* [TASK INPUTS]:

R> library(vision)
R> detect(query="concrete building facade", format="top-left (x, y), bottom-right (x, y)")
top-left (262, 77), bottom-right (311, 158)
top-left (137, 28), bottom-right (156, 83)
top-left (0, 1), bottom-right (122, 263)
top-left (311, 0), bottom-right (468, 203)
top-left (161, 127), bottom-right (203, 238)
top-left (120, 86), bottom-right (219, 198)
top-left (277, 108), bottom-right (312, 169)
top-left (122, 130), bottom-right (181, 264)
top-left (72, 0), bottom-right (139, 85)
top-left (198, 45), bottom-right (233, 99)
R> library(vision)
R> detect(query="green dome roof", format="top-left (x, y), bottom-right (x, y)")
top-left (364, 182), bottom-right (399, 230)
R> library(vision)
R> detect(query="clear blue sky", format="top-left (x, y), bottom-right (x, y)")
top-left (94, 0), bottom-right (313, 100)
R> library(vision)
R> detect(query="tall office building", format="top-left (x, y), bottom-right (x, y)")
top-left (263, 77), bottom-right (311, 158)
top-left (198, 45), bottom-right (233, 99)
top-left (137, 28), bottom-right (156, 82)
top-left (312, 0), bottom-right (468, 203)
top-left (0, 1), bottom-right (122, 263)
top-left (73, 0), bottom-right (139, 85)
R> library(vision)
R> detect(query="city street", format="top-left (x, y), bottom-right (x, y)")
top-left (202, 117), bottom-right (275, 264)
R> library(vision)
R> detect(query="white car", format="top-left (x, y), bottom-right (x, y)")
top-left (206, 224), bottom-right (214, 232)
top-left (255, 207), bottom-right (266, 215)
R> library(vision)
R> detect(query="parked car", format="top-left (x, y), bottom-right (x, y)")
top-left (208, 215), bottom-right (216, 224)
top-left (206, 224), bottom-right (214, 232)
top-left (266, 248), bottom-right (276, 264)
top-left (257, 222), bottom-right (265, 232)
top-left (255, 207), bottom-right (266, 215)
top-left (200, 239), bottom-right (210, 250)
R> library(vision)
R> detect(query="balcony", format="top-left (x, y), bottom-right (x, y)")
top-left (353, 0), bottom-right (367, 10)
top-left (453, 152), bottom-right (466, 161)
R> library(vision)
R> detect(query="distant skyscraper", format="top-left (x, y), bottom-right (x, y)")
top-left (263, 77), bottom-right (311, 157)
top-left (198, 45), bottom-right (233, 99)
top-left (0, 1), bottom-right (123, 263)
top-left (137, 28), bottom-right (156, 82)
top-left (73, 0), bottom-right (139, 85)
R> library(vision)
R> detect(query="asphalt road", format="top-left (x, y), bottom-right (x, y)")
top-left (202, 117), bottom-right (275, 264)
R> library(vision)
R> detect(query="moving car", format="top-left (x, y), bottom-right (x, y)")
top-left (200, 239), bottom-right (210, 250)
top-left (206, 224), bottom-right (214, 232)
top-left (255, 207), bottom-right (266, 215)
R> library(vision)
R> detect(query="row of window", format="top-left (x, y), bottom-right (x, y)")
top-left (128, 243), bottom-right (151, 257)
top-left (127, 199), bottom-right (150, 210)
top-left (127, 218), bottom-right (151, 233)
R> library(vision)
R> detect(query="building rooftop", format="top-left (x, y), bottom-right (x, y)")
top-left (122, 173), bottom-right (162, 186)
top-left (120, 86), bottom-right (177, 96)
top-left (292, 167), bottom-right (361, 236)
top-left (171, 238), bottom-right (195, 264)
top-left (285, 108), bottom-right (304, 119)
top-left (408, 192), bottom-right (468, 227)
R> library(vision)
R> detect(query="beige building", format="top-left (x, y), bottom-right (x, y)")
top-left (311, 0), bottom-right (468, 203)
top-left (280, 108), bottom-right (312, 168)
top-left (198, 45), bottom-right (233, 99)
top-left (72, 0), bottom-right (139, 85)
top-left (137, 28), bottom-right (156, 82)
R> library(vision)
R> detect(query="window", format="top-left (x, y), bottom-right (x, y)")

* [THE PROBLEM]: Show every line of the data that contains the string "window", where uppercase and lowercase letters count as different.

* [TASK RESPONSE]:
R> detect(query="row of window", format="top-left (x, y), bottom-right (x, y)")
R> detect(query="window", format="top-left (x, y), bottom-right (x, y)")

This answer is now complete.